Lay out each line of the data as a row of a Markdown table with the columns "Row" and "Line," skipping any blank lines.

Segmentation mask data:
=== Section Start ===
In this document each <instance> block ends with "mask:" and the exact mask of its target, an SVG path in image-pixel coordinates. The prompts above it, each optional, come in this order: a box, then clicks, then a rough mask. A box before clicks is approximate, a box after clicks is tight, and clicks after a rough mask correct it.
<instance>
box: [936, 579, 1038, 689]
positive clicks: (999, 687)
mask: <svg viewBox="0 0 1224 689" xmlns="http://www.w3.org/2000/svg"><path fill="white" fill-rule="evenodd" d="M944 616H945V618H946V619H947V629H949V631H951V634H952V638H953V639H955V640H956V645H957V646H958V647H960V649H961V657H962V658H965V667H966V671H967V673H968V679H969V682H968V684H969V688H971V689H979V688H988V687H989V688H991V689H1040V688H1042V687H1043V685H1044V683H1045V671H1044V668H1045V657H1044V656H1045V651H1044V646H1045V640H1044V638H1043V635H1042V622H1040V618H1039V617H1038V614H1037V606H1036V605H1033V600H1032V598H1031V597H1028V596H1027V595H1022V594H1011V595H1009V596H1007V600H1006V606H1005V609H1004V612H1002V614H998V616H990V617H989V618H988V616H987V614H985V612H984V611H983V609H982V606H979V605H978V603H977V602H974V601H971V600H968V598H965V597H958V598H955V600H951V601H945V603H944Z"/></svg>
=== Section End ===
**Task output**:
| Row | Line |
|---|---|
| 1 | In this document each <instance> block ends with "mask:" and the exact mask of its target, an SVG path in image-pixel coordinates. The prompts above it, each optional, come in this order: a box, then clicks, then a rough mask. A box before clicks is approximate, a box after clicks is tight, and clicks after a rough mask correct it. |
| 2 | <instance> |
| 3 | box: [936, 579, 1038, 689] |
| 4 | positive clicks: (999, 687) |
| 5 | mask: <svg viewBox="0 0 1224 689" xmlns="http://www.w3.org/2000/svg"><path fill="white" fill-rule="evenodd" d="M944 616H945V618H946V619H947V629H949V631H951V634H952V638H953V639H955V640H956V645H957V646H958V647H960V649H961V657H962V658H965V667H966V671H967V673H968V679H969V682H968V684H969V688H971V689H979V688H988V687H989V688H991V689H1040V688H1042V687H1043V685H1044V683H1045V671H1044V668H1045V657H1044V656H1045V651H1044V646H1045V640H1044V638H1043V635H1042V622H1040V618H1039V617H1038V614H1037V606H1036V605H1033V600H1032V598H1031V597H1028V596H1027V595H1022V594H1011V595H1009V596H1007V600H1006V606H1005V609H1004V612H1002V614H998V616H990V617H989V618H988V616H987V614H985V612H984V611H983V609H982V606H979V605H978V603H977V602H974V601H971V600H968V598H965V597H958V598H955V600H951V601H945V603H944Z"/></svg> |